**PROBLEM REQUIREMENTS**
In the post on famous deaths and thoughts about one's own death, retype the passage between "For those who" and "they're all dead.", inclusive.

**DOCUMENT PASSAGE**
+ + + +

For those who are born during the late 70's up to the early 80's, you probably know who these people are: Francis Magalona (Philippine local artist/singer/actor), Michael Jackson (we all know who he is), Corazon Aquino (First woman president of the Philippines). These are the famous 80's icons that I knew when I was growing up. They all have 1 thing in common - they're all dead.
Looking at the causes of their death, Francis had leukemia, Michael died of a heart failure, and Cory had colon cancer. All of them succumbed to illnesses that seemed to be so severe, even these powerful and rich people were not able to escape death.
Now it got me thinking, how will I die? I know I should not be thinking about this but there is a part of me that wants to know how will I end. I don't want to go through a lot of pain, so maybe the ideal way for me is to die in my sleep. BUT, if that will be the case, I won't be saying goodbye to my family and friends properly. I wouldn't want to die by an accident either. I don't want people staring at my dead body drenched in blood, with a bullet wound on my head or whatever.
So maybe, I'd wish to die of old age. With this, I might be able to complete the list of things I would have to do before I die. Actually, I still don't have a list as of today. It seems that I cannot push myself to create one. I am enjoying each day at a time as unplanned and spontaneous as I can. But I feel that I need to create one and set some goals to make my life worth living. And so that when I am about to reach the end, I can always recall my accomplishments and have a peaceful and contented heart.
It's scary to think how we will all pass away. Because there's always the fact that we will not really know when and how we'll die. All that has to be done is to live our lives well, touch others' lives, help the world be a better place and develop a strong relationship with God.

+ + + +

Records excerpted from a collection:
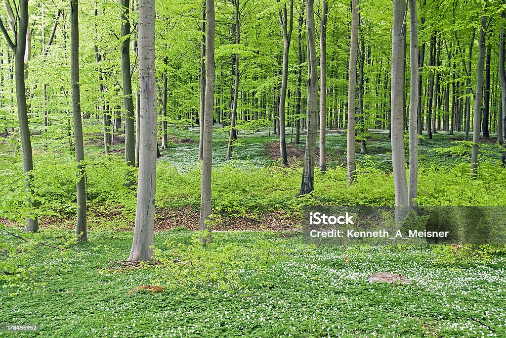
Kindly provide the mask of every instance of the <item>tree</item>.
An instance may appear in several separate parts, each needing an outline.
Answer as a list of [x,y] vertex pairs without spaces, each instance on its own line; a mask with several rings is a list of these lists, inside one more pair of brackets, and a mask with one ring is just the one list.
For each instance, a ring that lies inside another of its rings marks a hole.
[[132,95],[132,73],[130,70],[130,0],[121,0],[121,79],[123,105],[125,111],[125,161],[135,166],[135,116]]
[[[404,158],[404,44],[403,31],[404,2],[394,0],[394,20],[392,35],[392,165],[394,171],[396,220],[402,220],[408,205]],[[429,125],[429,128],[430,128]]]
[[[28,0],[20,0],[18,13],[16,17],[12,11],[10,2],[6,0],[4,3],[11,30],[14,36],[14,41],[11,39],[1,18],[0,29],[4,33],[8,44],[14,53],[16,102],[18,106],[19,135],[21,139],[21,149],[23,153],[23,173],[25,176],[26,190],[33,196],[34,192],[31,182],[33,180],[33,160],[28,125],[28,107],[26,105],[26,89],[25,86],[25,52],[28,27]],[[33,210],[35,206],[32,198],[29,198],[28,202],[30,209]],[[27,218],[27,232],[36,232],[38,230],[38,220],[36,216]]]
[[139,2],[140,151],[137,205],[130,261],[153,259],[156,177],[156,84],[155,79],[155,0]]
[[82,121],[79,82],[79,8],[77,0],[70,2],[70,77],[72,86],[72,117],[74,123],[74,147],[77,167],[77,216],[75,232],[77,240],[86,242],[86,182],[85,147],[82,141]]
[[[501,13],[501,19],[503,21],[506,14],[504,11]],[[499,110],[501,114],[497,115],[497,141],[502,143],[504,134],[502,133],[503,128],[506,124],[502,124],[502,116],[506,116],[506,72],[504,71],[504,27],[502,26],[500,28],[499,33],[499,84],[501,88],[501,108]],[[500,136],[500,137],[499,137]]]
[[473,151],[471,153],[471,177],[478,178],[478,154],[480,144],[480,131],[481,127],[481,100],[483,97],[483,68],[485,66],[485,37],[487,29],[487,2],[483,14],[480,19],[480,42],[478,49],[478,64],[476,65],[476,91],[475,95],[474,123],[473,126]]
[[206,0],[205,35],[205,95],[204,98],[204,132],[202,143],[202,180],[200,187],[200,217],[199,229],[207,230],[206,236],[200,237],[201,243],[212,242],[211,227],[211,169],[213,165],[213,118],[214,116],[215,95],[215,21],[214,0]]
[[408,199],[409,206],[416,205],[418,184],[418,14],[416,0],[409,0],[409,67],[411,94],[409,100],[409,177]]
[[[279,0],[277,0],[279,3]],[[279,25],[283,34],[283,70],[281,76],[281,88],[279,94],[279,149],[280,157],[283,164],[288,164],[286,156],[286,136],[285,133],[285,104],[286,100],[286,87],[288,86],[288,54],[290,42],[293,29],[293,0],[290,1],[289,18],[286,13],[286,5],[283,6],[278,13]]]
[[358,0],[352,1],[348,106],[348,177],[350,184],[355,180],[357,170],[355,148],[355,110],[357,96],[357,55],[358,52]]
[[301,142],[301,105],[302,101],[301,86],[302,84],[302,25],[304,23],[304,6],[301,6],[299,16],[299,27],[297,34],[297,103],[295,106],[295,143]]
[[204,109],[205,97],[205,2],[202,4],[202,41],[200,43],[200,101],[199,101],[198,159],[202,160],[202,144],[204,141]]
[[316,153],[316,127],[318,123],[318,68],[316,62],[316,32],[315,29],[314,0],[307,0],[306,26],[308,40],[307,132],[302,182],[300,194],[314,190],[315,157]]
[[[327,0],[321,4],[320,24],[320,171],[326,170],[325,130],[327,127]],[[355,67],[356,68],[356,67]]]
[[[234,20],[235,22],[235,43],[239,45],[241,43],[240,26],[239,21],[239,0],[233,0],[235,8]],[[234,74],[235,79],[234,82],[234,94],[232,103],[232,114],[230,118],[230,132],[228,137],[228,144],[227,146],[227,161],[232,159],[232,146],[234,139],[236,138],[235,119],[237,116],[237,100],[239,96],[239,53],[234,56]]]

+ + + +

**TASK SOLUTION**
For those who are born during the late 70's up to the early 80's, you probably know who these people are: Francis Magalona (Philippine local artist/singer/actor), Michael Jackson (we all know who he is), Corazon Aquino (First woman president of the Philippines). These are the famous 80's icons that I knew when I was growing up. They all have 1 thing in common - they're all dead.